#### TESTEZ VOTRE COMPRÉHENSION
#1 Pour chacune des affirmations (a), (b) et (c), indiquez par oui ou par non si elle concorde avec l'extrait, en citant mot pour mot les termes qui tranchent.
(a) Le préfet de la Drôme a accordé à M. B... un délai de départ volontaire.
(b) Le préfet de la Drôme s'est placé en situation de compétence liée en fixant le pays de renvoi.
(c) La fixation du pays de destination est jugée suffisamment motivée.
#2 Reproduisez fidèlement le passage de l'extrait qui va de « 12. M. B..., auquel » jusqu'à « sa situation particulière. » inclus.
#3 Répondez brièvement aux questions suivantes à partir de l'extrait.
(a) En l'absence de circonstances humanitaires, quelle mesure l'administration est-elle tenue de prononcer ?
(b) Quels éléments concernant le requérant le préfet a-t-il relatés ?
(c) Selon l'article 3 de la convention européenne cité, à quoi nul ne peut-il être soumis ?

#### EXTRAIT
12. M. B..., auquel le préfet de la Drôme a refusé d'accorder un délai de départ volontaire, se trouve dans le cas prévu au premier alinéa du III de l'article L. 511-1 du code de l'entrée et du séjour des étrangers et du droit d'asile, dans lequel, en l'absence de circonstances humanitaires, l'administration est tenue de prononcer une interdiction de retour sur le sol français.
En ce qui concerne le pays de destination :
13. La fixation du pays de destination, qui comporte les éléments de fait et de droit qui la fondent, est suffisamment motivée. Le préfet, qui y a relaté les conditions d'entrée et de séjour du requérant ainsi que sa situation familiale et son état de santé, a correctement examiné sa situation particulière.
14. Contrairement à ce que soutient le requérant, le préfet de la Drôme ne s'est pas placé en situation de compétence liée en fixant le pays de renvoi. Par suite, le moyen tiré de ce que le préfet de la Drôme aurait méconnu l'étendue de sa compétence ne peut qu'être écarté.
15. Aux termes de l'article L. 513-2 du code de l'entrée et du séjour des étrangers et du droit d'asile : " (...) Un étranger ne peut être éloigné à destination d'un pays s'il établit que sa vie ou sa liberté y sont menacées ou qu'il y est exposé à des traitements contraires aux stipulations de l'article 3 de la convention européenne de sauvegarde des droits de l'homme et des libertés fondamentales (...) ". Cet article 3 énonce que : " Nul ne peut être soumis à la torture ni à des peines ou des traitements inhumains ou dégradants ".

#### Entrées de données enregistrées
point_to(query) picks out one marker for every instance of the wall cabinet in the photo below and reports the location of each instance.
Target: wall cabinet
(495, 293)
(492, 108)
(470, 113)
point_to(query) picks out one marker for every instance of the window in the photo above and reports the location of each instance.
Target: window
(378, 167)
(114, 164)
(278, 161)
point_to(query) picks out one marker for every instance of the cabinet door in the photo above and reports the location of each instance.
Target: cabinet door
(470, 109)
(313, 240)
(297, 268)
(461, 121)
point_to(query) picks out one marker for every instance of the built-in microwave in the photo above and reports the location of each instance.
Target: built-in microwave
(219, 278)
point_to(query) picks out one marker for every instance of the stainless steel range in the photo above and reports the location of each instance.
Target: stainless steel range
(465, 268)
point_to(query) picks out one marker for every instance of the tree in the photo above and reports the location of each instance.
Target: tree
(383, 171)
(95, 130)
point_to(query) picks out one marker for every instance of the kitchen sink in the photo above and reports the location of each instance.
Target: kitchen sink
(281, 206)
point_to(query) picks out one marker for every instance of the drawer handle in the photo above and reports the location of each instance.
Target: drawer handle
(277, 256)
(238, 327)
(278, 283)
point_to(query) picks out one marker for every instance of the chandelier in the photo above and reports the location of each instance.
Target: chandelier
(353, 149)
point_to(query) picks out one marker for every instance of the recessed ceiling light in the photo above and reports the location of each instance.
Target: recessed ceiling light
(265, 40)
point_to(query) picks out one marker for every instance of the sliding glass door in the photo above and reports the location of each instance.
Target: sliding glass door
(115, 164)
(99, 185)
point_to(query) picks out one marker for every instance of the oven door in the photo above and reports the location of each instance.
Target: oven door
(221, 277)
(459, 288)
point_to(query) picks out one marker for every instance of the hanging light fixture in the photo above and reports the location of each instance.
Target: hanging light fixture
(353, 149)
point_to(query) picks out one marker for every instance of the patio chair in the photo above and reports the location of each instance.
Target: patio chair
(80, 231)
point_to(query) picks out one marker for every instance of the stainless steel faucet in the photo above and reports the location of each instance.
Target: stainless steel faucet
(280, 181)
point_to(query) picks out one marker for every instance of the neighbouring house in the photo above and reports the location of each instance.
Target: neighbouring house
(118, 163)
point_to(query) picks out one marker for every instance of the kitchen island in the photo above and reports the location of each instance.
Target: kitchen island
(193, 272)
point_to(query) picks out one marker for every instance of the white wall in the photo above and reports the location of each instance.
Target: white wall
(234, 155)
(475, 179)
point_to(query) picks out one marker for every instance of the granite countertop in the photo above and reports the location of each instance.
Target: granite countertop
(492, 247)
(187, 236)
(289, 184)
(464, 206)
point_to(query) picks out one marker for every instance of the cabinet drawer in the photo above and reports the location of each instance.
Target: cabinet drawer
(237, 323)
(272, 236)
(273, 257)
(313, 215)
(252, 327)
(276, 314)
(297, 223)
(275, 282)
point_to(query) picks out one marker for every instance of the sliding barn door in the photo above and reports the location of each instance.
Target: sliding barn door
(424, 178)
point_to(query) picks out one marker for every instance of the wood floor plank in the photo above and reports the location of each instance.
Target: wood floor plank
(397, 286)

#### RÉPONSES FOURNIES
#1
(a) Non : « auquel le préfet de la Drôme a refusé d'accorder un délai de départ volontaire ».
(b) Non : « le préfet de la Drôme ne s'est pas placé en situation de compétence liée en fixant le pays de renvoi ».
(c) Oui : « La fixation du pays de destination, qui comporte les éléments de fait et de droit qui la fondent, est suffisamment motivée ».

#2
12. M. B..., auquel le préfet de la Drôme a refusé d'accorder un délai de départ volontaire, se trouve dans le cas prévu au premier alinéa du III de l'article L. 511-1 du code de l'entrée et du séjour des étrangers et du droit d'asile, dans lequel, en l'absence de circonstances humanitaires, l'administration est tenue de prononcer une interdiction de retour sur le sol français.
En ce qui concerne le pays de destination :
13. La fixation du pays de destination, qui comporte les éléments de fait et de droit qui la fondent, est suffisamment motivée. Le préfet, qui y a relaté les conditions d'entrée et de séjour du requérant ainsi que sa situation familiale et son état de santé, a correctement examiné sa situation particulière.

#3
(a) Une interdiction de retour sur le sol français.
(b) Les conditions d'entrée et de séjour du requérant, sa situation familiale et son état de santé.
(c) À la torture et à des peines ou des traitements inhumains ou dégradants.